» What this task involves
Give an exact copy of the lines of the records below, starting at the line containing "If you could pin the house with white" and running to the end.
═════ Extracted records
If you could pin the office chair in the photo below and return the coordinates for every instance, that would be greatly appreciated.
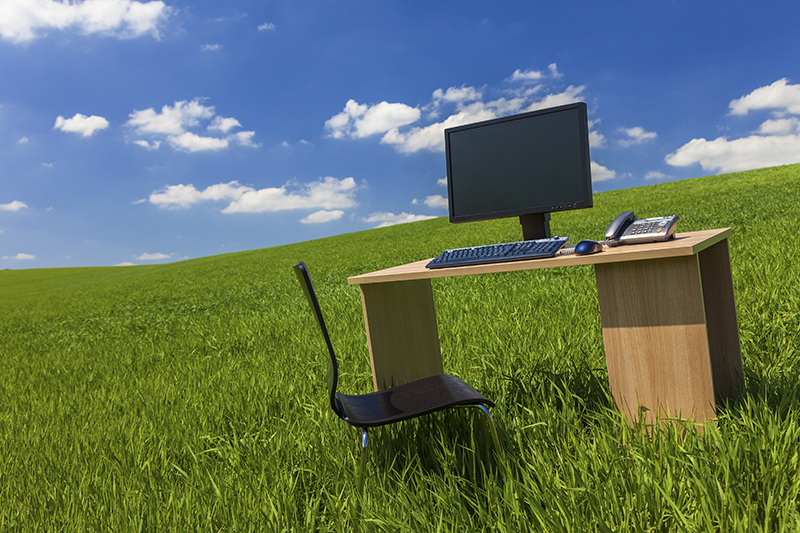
(388, 406)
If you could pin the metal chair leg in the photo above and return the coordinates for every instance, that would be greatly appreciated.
(363, 465)
(495, 439)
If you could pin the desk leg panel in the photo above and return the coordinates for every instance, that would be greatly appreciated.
(655, 338)
(723, 330)
(403, 337)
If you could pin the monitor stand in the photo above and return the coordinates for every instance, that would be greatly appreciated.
(535, 226)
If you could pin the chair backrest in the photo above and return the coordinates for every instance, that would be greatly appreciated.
(301, 270)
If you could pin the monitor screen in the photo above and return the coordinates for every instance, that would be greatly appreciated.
(528, 164)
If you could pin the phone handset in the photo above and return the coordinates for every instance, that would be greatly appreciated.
(618, 226)
(627, 229)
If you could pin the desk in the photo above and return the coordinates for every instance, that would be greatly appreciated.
(667, 311)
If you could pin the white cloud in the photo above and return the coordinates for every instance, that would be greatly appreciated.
(780, 126)
(596, 139)
(535, 75)
(191, 142)
(723, 155)
(656, 175)
(395, 121)
(361, 120)
(327, 193)
(432, 137)
(22, 20)
(601, 173)
(245, 138)
(16, 205)
(390, 219)
(176, 196)
(775, 142)
(223, 124)
(457, 94)
(570, 95)
(320, 217)
(173, 122)
(526, 75)
(152, 257)
(780, 96)
(20, 257)
(149, 146)
(82, 124)
(437, 201)
(636, 135)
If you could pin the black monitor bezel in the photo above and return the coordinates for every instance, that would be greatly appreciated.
(586, 177)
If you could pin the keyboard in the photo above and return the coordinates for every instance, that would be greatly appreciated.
(499, 253)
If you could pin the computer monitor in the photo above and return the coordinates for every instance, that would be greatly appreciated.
(526, 165)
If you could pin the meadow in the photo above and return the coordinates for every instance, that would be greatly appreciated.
(191, 396)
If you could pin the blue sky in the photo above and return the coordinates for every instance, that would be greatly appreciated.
(148, 132)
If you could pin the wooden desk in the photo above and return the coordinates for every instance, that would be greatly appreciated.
(667, 310)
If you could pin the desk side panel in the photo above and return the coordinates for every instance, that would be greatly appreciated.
(655, 338)
(403, 337)
(723, 329)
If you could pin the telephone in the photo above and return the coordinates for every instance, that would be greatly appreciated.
(627, 229)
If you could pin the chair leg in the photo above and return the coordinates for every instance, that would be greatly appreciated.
(495, 440)
(362, 467)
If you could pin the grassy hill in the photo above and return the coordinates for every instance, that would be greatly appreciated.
(190, 396)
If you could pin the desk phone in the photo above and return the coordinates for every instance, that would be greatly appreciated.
(627, 229)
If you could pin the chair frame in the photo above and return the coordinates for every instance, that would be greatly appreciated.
(386, 406)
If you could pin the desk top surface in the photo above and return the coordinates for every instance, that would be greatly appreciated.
(684, 244)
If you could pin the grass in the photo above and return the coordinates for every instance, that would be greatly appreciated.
(191, 396)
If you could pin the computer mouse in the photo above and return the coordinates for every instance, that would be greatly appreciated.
(588, 247)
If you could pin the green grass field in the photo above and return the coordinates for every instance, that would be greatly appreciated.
(191, 396)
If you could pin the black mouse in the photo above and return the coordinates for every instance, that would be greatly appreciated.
(588, 247)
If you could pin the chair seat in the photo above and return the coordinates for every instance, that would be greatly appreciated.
(409, 400)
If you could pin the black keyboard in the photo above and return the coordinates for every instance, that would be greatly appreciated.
(499, 253)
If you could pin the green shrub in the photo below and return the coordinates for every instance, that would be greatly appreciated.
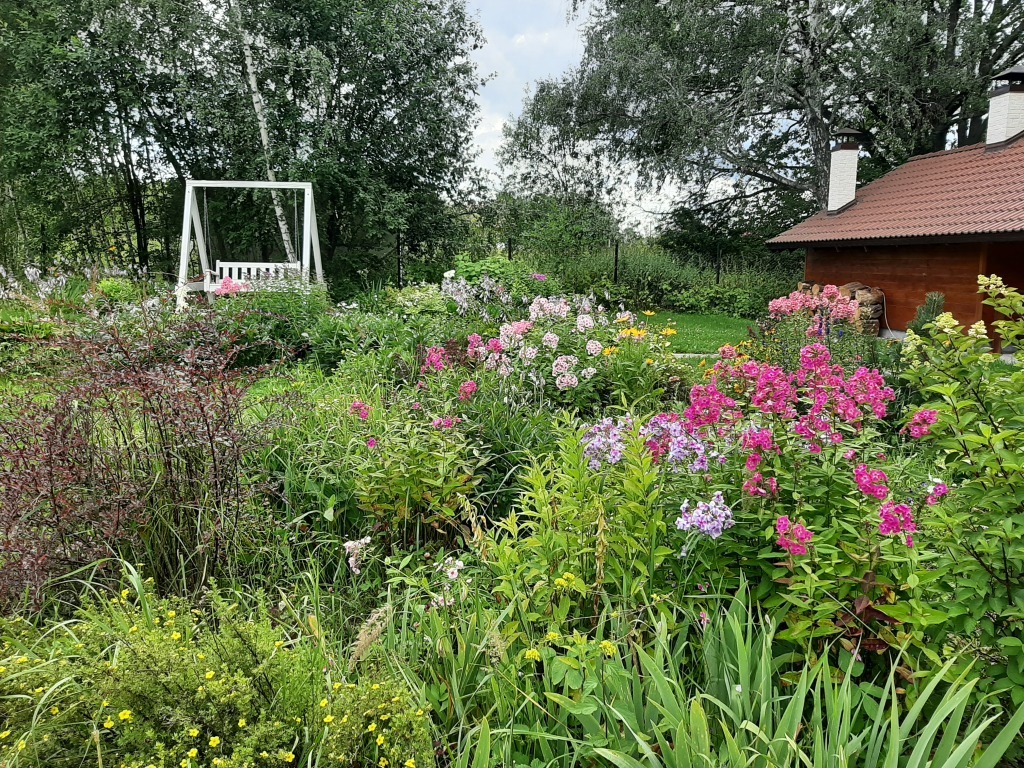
(271, 324)
(119, 291)
(927, 312)
(140, 681)
(972, 416)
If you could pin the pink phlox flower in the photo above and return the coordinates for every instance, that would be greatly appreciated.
(467, 389)
(871, 482)
(897, 519)
(229, 287)
(922, 422)
(801, 537)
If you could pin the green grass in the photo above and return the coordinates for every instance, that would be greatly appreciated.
(699, 334)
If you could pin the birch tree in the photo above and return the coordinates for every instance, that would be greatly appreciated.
(747, 92)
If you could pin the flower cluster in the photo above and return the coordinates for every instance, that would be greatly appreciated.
(709, 518)
(797, 545)
(446, 422)
(229, 287)
(667, 438)
(922, 422)
(604, 442)
(542, 308)
(467, 389)
(354, 551)
(824, 309)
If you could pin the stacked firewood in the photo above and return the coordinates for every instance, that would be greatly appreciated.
(870, 302)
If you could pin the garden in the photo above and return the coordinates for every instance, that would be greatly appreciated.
(497, 521)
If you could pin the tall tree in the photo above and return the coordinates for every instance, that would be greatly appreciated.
(745, 92)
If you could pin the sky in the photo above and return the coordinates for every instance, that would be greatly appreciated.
(526, 41)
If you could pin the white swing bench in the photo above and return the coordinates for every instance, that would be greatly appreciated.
(249, 273)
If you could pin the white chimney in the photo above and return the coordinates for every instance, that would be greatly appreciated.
(1006, 107)
(843, 171)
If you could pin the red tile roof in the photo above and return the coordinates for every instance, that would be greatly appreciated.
(968, 192)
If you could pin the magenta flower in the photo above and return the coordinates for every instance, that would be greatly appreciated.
(436, 359)
(797, 545)
(896, 519)
(922, 422)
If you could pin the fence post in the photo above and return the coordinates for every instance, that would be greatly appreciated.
(397, 250)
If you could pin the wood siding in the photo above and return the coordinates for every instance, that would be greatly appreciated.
(906, 273)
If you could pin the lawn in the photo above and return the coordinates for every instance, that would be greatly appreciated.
(698, 334)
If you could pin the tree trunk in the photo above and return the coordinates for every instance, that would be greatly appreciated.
(264, 132)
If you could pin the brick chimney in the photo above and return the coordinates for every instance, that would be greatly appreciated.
(1006, 105)
(843, 171)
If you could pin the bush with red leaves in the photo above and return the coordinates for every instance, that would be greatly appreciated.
(138, 455)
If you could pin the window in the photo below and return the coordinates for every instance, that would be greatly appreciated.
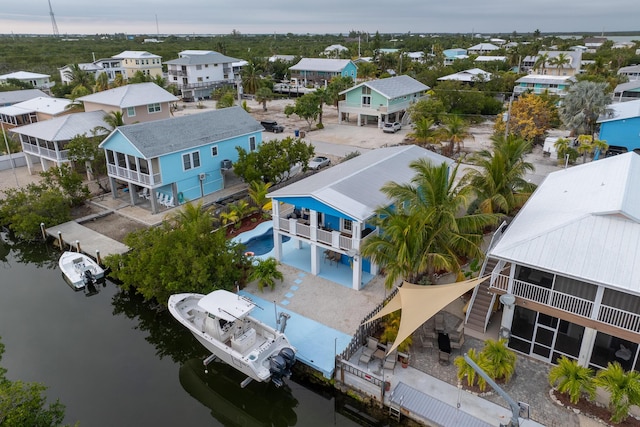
(191, 160)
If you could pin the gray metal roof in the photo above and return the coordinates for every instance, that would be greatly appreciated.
(131, 95)
(432, 409)
(160, 137)
(64, 128)
(621, 111)
(353, 187)
(202, 58)
(321, 64)
(394, 87)
(14, 96)
(582, 222)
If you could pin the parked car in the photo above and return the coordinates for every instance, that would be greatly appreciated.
(391, 127)
(319, 162)
(272, 126)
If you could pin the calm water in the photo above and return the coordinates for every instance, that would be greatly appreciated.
(116, 361)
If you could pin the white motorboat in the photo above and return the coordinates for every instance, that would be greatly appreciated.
(79, 269)
(222, 323)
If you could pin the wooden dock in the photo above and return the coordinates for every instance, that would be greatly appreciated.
(89, 241)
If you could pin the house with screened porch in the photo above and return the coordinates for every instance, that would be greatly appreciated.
(567, 268)
(329, 215)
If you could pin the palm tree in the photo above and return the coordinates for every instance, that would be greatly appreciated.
(572, 379)
(582, 106)
(560, 61)
(624, 388)
(454, 130)
(498, 361)
(423, 132)
(541, 62)
(499, 183)
(263, 95)
(422, 232)
(266, 272)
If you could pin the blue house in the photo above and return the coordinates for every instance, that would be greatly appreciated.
(328, 215)
(619, 126)
(178, 159)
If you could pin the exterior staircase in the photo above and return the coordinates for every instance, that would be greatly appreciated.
(482, 302)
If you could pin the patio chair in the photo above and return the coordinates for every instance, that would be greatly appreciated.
(368, 350)
(391, 360)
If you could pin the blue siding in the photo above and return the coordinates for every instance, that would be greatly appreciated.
(621, 133)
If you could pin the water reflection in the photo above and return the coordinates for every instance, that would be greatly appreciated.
(258, 404)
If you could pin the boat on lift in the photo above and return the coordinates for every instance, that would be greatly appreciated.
(222, 323)
(79, 270)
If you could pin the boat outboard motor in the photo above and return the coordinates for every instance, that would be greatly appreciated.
(277, 368)
(88, 277)
(289, 357)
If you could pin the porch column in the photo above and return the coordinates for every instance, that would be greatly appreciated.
(277, 240)
(313, 234)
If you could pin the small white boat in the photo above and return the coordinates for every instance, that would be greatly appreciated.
(222, 324)
(79, 269)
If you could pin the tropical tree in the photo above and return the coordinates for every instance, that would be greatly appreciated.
(307, 107)
(266, 272)
(499, 182)
(568, 377)
(624, 388)
(454, 130)
(422, 231)
(264, 95)
(498, 361)
(582, 106)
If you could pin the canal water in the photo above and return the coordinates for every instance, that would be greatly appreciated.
(114, 360)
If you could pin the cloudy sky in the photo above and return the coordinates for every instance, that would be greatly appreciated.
(330, 16)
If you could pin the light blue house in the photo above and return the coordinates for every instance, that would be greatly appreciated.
(319, 71)
(180, 159)
(380, 101)
(620, 126)
(328, 215)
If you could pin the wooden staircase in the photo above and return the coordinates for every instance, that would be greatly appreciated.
(483, 300)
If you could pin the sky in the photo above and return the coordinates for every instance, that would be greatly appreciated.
(331, 16)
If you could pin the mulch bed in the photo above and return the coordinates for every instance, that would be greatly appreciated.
(591, 409)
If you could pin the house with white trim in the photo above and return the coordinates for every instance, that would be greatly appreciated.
(140, 102)
(46, 141)
(329, 214)
(178, 159)
(569, 264)
(196, 73)
(380, 101)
══════════
» Reply to the task
If you could pin the house with white trim in the photo above and return the coordinates for every instance, that would be greatly appreciated.
(140, 102)
(46, 141)
(329, 214)
(178, 159)
(569, 264)
(196, 73)
(380, 101)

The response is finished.